• **Problem set**
- 1) Answer these questions from the Synexus article:
(a) To what position has Wendy Baird been promoted?
(b) How many hub sites make up the Synexus network?
(c) In the final quarter of 2007, Synexus won contracts to run how many late-stage clinical trials?
- 2) Write out the part of the Synexus article starting with "The UK-based company" and going on through "global contracts manager.".

• **Reading passage**

↓

Synexus strides forward with "pioneering" patient recruitment model

Synexus has been making business strides of late, thanks to its "innovative" model for patient recruitment and monitoring for late stage clinical trials.

The UK-based company has restructured its Global Client Services Division due to " significantly increased demand " for its services.

As part of this, Claire Jackson has been promoted to senior feasibility manager with overall responsibility for the Global Feasibility and Proposals team; Rachael Buck has been promoted to senior project manager with responsibility for one of the two Global Project Management teams, with the second team leader to be announced shortly; and Wendy Baird has been promoted to global contracts manager.

They will all report to Jane Restorick, executive vice president of Global Client Services, and will work with the Synexus country managers in the UK, Bulgaria, Hungary, India, Poland and South Africa.

In the final quarter of 2007, Synexus was awarded contracts to recruit for and run 12 late-stage clinical trials across the world, totalling more than £20m worth of new business, from some of the world's major pharmaceutical companies, including GSK, Pfizer, Sanofi-Aventis, MSD, Boehringer Ingelheim, Janssen Cilag and Reckitt Benckiser.

The trials range in duration from just three months to over five years and will ultimately involve more than 8,000 patients from the UK, India, South Africa and Eastern Europe for studies investigating such conditions as: osteoporosis, osteoarthritis, sexual dysfunction, diabetes and insomnia.

The firm, which specialises in late-stage clinical trials, attributes the increased demand for its services to its " unique " hub-site model, which it said it is " pioneering " within the industry.

It was developed to address the bottleneck in drug development, which the CRO says is largely contributed to by the "inadequate" traditional method of recruiting patients.

Traditionally, biopharma companies and CROs have organised trials by contracting with large numbers of GPs, individual primary care physicians and hospital consultants who conduct the trials on a part-time basis with small groups of patients (on average five) in their surgeries or hospitals.

According to Synexus, this is both costly and difficult to co-ordinate and manage as each GP or consultant will report separately and requires individual monitoring and contract arrangements.

" It can also be very, very difficult to enforce timelines as it is reliant on a large number of investigators setting up and processing their patients, but only when time permits ," said the firm.

" With studies involving 20,000 plus patients, is enormously expensive and wholly impractical ".

Synexus' model is centred around a network of 14 hub sites across the world - in the UK, Poland, Hungary, Bulgaria, South Africa and India - from where it can handle thousands of patients each, as each has access to between 500,000 and three million potential patients.

The firm said that the benefit of its model is that "it ensures the same high standard of good clinical practice (GCP) at any Synexus site anywhere in the world and drastically reduces set-up and monitoring costs - often by a factor of 10 ".

↑

• **Dataset excerpt**
↓

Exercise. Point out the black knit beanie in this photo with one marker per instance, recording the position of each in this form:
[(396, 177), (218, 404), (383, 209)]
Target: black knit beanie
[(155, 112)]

↑

• **Answers by item number**
- 1)
(a) Global contracts manager
(b) 14
(c) 12

- 2)
The UK-based company has restructured its Global Client Services Division due to " significantly increased demand " for its services.

As part of this, Claire Jackson has been promoted to senior feasibility manager with overall responsibility for the Global Feasibility and Proposals team; Rachael Buck has been promoted to senior project manager with responsibility for one of the two Global Project Management teams, with the second team leader to be announced shortly; and Wendy Baird has been promoted to global contracts manager.